EXTRACTED TEXT →
....
394 F2d 134 United States v. Ruth
394 F.2d 134
UNITED STATES of America
Herman Max RUTH, Appellant.
United States Court of Appeals Third Circuit.
Argued March 18, 1968.
Decided May 8, 1968.
Joseph L. Garrubbo, Vieser, Hoey & San Filippo, Newark, N. J., for appellant.
Don Allen Resnikoff, Asst. U. S. Atty., Newark, N. J. (David M. Satz, Jr., U. S. Atty., Newark, N. J., Marlene Gross, Asst. U. S. Atty., on the brief), for appellee.
Before McLAUGHLIN, FORMAN and FREEDMAN, Circuit Judges.
OPINION OF THE COURT
McLAUGHLIN, Circuit Judge.
Defendant, Ruth, appeals from a judgment of conviction entered in the District Court for the District of New Jersey after a trial before the Court and a jury on an indictment charging a violation of Title 18 U.S.C. § 2312 in that he did wilfully and knowingly transport in interstate commerce a certain motor vehicle knowing the same to have been stolen.
At the defendant's trial the Government offered evidence to prove that a 1964 Mack Diesel tractor valued at over $14,000 and owned by Chemical Leasing Company was leased to Paragon Oil Company who in turn delivered it to one Martin E. Bostwick for the purpose of having some alterations made. Bostwick testified that he last saw the tractor on his premises in Linden, New Jersey on December 5, 1964, and discovered it was missing on December 7, 1964.
Edward Ger, a friend of the defendant, appeared as a Government witness. He testified that the defendant drove him from New Jersey to Brooklyn, Connecticut in mid November, 1964. The purpose of the trip was to enable Ger to meet with one August Nukala in order to discuss the possibility of using Nukala's I.C.C. authority. Ger further testified that while he was with Nukala and the defendant, the latter discussed renting space in Nukala's garage, and that he saw the defendant pay Nukala $100. as rent for one month.
Mr. Nukala was called as a Government witness and his testimony concerning the rental of garage space corroborated that of Ger.
The Government's case against Ruth consisted of testimony from the foregoing witnesses and others who placed the stolen tractor first in New Jersey and then in Brooklyn, Connecticut. The evidence relating the defendant to the actual transportation of the vehicle consisted of an oral statement given by the defendant to agents of the Federal Bureau of Investigation while the defendant was in custody in the Passaic County Jail on another charge.
In this appeal defendant urges error in the admission of this statement claiming that its admission violates his constitutional right to remain silent and his right to counsel. In addition the defendant urges error in the charge given to the jury.
Prior to admitting the statement in question the Court held a preliminary hearing in accordance with Jackson v. Denno, 378 U.S. 368, 84 S.Ct. 1774, 12 L.Ed.2d 908 (1964) at which time the Government presented the testimony of Charles Coe, a New Jersey State Trooper, and Walter J. Slaughter, an agent of the Federal Bureau of Investigation. Trooper Coe testified that Agent Slaughter advised the defendant of his right to remain silent, to have an attorney if he wished and also that any statement he gave would have to be voluntary with no threats, reward or promises of any kind. Agent Slaughter's testimony corroborated this. He stated, "When I first met him, I introduced myself as Special Agent, Federal Bureau of Investigation. Inasmuch as I never met him before, I also introduced Agent Snyder to him, and I immediately advised him he did not have to say anything to me, that anything he did say could be used against him in a Court of Law. He had a right to counsel, and if he couldn't afford one the Judge would get one for him, that anything he did say could be used against him in Court."
....
STORED ROWS →
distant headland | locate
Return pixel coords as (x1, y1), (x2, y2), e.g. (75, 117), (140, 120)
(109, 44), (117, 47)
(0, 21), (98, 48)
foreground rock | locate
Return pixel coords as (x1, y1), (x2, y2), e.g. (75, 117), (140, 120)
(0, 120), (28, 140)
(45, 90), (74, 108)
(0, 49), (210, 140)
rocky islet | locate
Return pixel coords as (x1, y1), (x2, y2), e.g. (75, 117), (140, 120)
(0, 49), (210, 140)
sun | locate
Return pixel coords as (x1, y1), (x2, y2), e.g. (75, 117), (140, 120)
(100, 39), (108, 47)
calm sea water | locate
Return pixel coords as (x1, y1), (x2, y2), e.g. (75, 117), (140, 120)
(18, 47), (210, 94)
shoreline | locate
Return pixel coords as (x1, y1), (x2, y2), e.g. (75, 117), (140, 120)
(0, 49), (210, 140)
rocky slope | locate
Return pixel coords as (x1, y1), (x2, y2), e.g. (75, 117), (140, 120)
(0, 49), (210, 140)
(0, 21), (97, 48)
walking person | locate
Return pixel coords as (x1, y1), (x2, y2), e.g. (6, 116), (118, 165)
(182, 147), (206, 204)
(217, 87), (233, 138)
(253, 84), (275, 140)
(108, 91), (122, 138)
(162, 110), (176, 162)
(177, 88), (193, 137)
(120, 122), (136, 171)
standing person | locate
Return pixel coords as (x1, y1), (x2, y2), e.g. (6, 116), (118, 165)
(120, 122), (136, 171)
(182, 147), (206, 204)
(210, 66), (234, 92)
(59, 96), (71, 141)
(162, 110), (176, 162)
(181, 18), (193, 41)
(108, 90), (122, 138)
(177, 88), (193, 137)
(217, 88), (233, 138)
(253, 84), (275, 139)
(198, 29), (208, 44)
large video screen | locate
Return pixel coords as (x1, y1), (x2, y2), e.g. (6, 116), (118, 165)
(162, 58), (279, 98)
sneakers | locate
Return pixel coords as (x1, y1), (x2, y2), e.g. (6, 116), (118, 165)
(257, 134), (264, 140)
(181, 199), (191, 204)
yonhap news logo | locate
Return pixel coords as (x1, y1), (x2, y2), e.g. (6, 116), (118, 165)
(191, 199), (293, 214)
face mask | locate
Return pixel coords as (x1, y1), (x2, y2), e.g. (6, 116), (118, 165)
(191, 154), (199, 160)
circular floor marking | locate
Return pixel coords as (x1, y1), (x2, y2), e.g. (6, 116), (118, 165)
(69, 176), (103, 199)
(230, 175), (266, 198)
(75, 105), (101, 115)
....
CHALLENGES →
1 > In the court opinion, on what date did Bostwick discover that the tractor was missing?
2 > Translate this sentence from the court opinion into Spanish: "Mr. Nukala was called as a Government witness and his testimony concerning the rental of garage space corroborated that of Ger."

OUTPUTS FOR THE TASKS →
1 > December 7, 1964

2 > El señor Nukala fue llamado como testigo del Gobierno y su testimonio sobre el alquiler del espacio en el garaje corroboró el de Ger.